• **TEXTE SÉLECTIONNÉ**:
"""

En 1896, l’arrivée d’un train en gare de La Ciotat filmé par les frères Lumière et projeté pour la première fois au public lyonnais avait généré un mouvement de recul de la foule. Près d’un siècle plus tard, les vidéos des premières réactions de stupéfaction du public expérimentant la VR pour la première fois peuplent les vidéos des réseaux sociaux. Technologie autrefois cantonnée à une génération de geeks et technophiles avertis, la réalité virtuelle ne cesse de surprendre. Billet à chaud sur la sélection VR annécienne et entretien avec Arnaud Miquel, coordinateur XR du festival d’Annecy. 

La VR au festival d'Annecy

Réalité virtuelle ou fiction réelle ?

Depuis les premiers casques promus par l’industrie du jeu-vidéo, les expériences VR se dessinent progressivement dans notre quotidien. La VR émerge des garages des pionniers de l’informatique pour mieux s’enraciner dans nos foyers. Certains casques ne nécessitent plus de soutien d’un puissant PC, ni même de câbles à connecter. Progressivement la barrière technique s’efface. La résolution de l’image gonfle, l’angle de vue s’étire et le rafraichissement d’images augmente ; les casques s’allègent jusqu’à peut-être bientôt oublier les frontières entre virtuel et réel. La VR entretient en permanence un rapport réflectif sur elle-même, quitte à interroger nos perceptions du réel et bousculer la grammaire de la narration. Dans l’expérience VR Goliath Playing with Reality, un simulateur de schizophrénie ludique, notre voix intérieure énonce parfaitement le paradoxe de la VR :

« What you see is in the game, what you feel is real. »

"""

• **DONNÉES**:
"""

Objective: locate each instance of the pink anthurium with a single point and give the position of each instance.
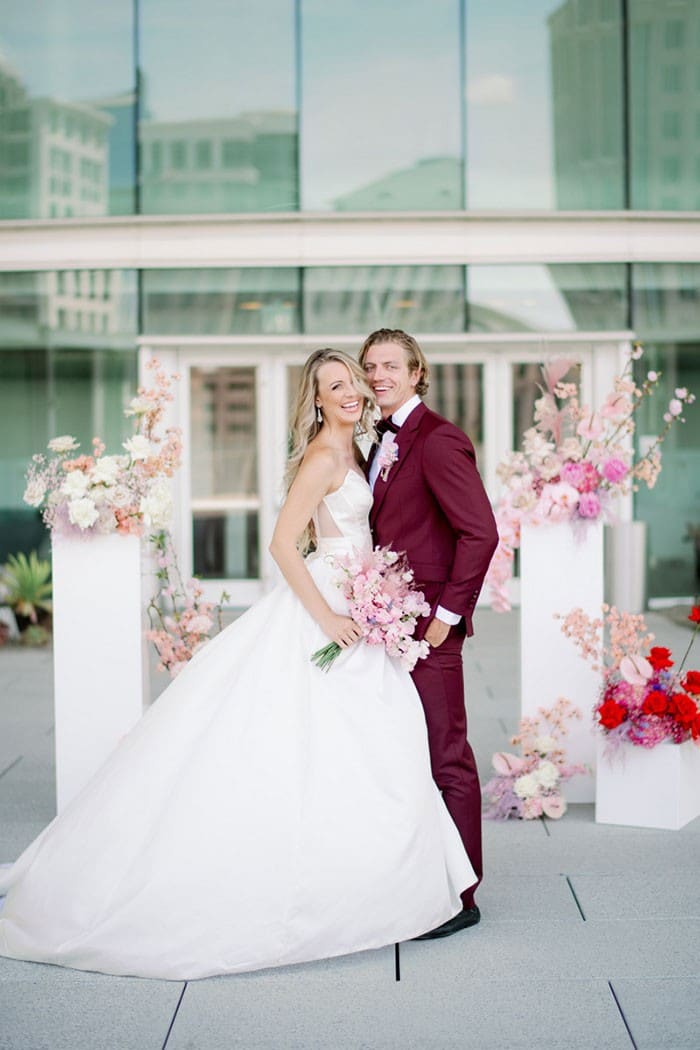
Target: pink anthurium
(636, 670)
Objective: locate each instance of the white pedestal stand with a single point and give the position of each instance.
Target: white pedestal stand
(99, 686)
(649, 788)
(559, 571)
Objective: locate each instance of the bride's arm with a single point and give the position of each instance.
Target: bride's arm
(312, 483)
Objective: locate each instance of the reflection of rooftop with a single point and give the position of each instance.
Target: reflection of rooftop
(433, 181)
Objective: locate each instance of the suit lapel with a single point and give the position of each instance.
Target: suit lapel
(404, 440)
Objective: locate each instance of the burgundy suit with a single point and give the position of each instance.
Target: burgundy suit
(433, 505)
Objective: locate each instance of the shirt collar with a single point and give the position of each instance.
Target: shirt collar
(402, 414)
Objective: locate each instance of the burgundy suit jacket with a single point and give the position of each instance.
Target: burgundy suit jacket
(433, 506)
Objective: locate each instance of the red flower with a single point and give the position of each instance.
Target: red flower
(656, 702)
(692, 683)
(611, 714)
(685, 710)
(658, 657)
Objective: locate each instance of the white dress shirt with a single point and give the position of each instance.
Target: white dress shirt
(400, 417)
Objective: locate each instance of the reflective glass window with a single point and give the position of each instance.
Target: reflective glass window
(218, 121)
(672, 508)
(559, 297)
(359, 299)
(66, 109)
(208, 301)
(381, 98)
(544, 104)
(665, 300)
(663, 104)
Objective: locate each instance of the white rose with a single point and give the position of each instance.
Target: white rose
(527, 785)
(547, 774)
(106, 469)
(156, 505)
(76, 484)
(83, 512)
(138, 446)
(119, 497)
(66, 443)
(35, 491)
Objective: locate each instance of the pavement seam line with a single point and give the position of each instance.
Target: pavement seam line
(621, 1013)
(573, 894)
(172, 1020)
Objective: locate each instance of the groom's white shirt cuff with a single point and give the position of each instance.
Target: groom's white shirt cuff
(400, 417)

"""

• **CONSIGNES**:
**A)** Résumez le texte sélectionné en deux phrases.
**B)** Énumérez chacune des évolutions techniques décrites dans la phrase du texte sélectionné qui commence par « La résolution de l'image gonfle ».
Le matériau fourni est sans rapport avec le texte sélectionné.

• **LISTE DES RÉPONSES**:
**A)** En 1896, la projection de l'arrivée d'un train en gare de La Ciotat filmée par les frères Lumière fit reculer la foule, et près d'un siècle plus tard, les réactions de stupéfaction du public découvrant la VR peuplent les réseaux sociaux. Sortie des garages des pionniers de l'informatique pour s'enraciner dans les foyers, la réalité virtuelle voit sa barrière technique s'effacer peu à peu, tout en interrogeant nos perceptions du réel et en bousculant la grammaire de la narration.

**B)**
- La résolution de l'image gonfle.
- L'angle de vue s'étire.
- Le rafraîchissement d'images augmente.
- Les casques s'allègent.